Records from a collection:

-*-

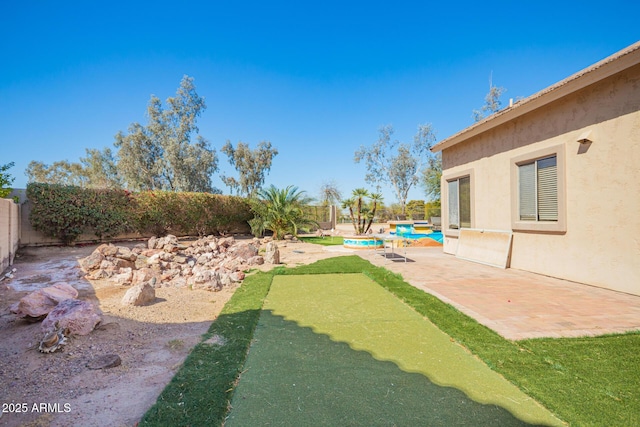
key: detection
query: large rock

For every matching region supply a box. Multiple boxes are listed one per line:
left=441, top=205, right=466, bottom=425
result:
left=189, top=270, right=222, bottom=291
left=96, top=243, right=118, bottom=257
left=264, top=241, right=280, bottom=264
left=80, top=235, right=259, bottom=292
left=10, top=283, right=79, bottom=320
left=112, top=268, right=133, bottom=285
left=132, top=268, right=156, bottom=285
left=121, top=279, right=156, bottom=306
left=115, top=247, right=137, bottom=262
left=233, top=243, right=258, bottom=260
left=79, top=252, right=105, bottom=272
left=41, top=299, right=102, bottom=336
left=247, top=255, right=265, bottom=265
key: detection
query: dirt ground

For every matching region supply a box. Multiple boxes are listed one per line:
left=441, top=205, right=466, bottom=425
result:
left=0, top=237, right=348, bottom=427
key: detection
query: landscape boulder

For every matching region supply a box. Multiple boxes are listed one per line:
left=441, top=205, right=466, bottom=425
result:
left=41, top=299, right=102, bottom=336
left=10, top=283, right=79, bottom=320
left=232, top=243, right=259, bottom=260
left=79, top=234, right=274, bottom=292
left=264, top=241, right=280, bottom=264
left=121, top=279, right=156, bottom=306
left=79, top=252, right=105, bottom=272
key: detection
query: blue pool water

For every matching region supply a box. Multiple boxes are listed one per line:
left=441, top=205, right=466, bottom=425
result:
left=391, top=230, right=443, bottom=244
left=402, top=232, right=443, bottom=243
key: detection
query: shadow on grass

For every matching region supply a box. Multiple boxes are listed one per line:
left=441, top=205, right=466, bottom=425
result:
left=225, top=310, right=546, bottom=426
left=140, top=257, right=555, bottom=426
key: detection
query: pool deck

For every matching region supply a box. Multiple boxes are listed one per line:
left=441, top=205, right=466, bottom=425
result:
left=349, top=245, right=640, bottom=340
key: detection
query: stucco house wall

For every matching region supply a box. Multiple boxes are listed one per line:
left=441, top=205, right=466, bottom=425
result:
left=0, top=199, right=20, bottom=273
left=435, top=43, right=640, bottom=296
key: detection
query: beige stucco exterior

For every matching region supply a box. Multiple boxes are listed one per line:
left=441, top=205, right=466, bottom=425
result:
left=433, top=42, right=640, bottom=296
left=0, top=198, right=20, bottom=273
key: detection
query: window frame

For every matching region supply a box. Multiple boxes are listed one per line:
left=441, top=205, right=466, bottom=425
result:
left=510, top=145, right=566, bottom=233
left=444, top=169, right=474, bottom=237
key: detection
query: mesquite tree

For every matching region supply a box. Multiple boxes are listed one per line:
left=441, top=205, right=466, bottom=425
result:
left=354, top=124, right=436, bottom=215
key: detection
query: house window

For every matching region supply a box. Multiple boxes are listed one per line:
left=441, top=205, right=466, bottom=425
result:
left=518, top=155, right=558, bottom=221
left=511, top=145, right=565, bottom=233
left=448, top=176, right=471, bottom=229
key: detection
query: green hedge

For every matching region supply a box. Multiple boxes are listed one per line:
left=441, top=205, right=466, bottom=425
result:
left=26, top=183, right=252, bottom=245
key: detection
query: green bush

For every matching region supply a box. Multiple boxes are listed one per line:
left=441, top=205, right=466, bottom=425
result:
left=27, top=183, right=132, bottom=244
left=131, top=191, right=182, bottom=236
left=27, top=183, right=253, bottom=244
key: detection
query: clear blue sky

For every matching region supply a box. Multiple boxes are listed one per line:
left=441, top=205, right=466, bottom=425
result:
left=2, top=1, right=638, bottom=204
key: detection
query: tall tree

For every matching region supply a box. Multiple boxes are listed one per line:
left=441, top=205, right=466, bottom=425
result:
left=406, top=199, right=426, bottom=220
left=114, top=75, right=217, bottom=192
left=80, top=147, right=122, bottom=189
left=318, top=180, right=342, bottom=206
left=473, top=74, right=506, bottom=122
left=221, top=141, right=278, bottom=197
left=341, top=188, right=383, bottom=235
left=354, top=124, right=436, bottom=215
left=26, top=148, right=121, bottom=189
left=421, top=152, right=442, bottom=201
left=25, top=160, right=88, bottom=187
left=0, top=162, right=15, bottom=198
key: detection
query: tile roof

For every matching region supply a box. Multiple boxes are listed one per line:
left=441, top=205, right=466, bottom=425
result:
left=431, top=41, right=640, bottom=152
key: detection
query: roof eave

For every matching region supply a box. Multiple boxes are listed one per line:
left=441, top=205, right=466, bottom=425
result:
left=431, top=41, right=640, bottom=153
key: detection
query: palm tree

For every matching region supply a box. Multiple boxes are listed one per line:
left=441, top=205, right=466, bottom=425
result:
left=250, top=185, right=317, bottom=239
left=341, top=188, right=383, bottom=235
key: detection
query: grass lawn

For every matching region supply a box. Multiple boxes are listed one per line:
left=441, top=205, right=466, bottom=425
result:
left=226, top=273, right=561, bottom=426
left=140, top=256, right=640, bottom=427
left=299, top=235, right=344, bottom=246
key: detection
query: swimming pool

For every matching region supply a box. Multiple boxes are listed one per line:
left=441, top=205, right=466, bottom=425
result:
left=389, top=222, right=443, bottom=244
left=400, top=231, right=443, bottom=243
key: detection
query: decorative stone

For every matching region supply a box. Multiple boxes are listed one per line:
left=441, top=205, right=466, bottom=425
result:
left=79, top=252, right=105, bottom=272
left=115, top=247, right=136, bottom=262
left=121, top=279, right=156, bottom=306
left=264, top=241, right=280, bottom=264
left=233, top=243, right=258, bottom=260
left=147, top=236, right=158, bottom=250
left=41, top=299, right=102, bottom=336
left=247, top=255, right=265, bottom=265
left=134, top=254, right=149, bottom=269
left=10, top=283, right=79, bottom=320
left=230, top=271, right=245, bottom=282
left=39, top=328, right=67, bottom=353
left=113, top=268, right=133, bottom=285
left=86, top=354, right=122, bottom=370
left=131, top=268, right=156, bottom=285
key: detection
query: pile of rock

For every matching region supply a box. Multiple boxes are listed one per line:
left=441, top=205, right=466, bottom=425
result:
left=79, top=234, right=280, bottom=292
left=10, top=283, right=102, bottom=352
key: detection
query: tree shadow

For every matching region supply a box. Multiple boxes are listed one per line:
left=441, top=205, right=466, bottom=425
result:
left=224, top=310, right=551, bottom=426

-*-

WHAT YOU HAVE TO DO. The word "tree" appears in some of the lines above. Copy those lines.

EXERCISE ANSWER.
query: mesquite tree
query: tall tree
query: palm tree
query: tree shadow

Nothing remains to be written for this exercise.